<<<<

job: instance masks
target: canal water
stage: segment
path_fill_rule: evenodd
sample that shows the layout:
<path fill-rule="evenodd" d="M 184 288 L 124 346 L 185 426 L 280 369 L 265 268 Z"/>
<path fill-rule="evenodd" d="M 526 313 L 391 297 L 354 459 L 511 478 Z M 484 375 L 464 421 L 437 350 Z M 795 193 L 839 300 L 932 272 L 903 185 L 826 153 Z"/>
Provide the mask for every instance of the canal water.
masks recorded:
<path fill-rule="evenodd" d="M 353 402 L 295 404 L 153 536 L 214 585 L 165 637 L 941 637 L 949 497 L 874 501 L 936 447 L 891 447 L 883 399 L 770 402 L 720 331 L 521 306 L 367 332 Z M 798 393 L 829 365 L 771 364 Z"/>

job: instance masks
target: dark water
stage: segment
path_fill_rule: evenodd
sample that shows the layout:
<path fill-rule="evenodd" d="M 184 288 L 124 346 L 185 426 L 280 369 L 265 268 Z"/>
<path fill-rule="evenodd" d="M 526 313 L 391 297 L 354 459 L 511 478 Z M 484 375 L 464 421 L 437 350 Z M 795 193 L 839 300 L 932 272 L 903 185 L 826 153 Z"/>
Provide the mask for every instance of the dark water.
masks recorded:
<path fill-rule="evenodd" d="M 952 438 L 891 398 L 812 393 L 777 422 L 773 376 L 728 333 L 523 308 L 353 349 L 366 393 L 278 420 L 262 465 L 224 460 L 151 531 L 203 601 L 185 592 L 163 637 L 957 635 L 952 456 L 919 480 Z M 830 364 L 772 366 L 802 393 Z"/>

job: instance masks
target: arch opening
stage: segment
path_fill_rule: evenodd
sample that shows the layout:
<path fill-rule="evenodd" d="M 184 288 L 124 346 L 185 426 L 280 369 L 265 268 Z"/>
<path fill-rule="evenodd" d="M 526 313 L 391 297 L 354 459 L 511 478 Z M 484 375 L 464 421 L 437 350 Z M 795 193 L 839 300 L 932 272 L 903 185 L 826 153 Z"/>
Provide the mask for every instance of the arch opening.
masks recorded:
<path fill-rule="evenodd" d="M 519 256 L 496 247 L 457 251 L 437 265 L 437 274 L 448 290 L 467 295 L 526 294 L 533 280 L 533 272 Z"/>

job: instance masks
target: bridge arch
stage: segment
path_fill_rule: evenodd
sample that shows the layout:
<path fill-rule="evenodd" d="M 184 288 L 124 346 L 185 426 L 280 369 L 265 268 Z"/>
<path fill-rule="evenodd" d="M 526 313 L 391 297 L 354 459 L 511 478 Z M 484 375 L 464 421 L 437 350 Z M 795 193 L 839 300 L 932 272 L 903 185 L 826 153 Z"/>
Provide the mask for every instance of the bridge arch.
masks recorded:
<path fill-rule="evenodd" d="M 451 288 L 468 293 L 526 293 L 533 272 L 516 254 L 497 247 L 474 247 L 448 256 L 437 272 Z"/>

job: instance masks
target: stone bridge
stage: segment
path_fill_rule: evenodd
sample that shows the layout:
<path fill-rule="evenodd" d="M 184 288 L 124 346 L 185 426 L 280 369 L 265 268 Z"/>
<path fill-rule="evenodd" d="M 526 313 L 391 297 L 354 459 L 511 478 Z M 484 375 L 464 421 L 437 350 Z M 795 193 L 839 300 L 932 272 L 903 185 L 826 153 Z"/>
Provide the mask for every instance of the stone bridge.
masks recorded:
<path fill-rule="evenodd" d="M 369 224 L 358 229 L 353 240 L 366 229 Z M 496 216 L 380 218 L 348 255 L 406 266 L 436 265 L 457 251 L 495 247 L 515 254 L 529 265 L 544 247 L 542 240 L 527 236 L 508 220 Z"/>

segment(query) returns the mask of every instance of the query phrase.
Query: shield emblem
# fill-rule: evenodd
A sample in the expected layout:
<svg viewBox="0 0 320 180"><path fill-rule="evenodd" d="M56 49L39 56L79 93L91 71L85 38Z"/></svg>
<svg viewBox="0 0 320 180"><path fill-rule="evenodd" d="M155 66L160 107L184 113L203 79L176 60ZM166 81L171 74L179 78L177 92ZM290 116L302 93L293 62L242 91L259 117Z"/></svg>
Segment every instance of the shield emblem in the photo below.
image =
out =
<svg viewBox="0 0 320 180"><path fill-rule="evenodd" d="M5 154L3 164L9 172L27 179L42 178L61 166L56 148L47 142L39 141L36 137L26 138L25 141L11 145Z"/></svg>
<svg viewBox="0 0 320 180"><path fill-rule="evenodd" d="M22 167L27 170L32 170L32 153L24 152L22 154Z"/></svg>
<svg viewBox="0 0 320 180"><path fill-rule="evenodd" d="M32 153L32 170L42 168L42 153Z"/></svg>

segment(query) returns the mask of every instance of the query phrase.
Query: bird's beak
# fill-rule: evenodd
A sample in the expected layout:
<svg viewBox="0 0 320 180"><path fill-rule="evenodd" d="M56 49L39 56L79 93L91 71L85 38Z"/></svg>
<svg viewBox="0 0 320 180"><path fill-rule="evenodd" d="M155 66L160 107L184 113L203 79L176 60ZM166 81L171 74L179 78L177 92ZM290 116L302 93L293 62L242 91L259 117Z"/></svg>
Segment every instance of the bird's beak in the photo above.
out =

>>>>

What to work on
Identify every line above that includes the word "bridge", and show those lines.

Your response
target: bridge arch
Provide the mask for every instance of the bridge arch.
target: stone bridge
Provide the mask for every instance of the stone bridge.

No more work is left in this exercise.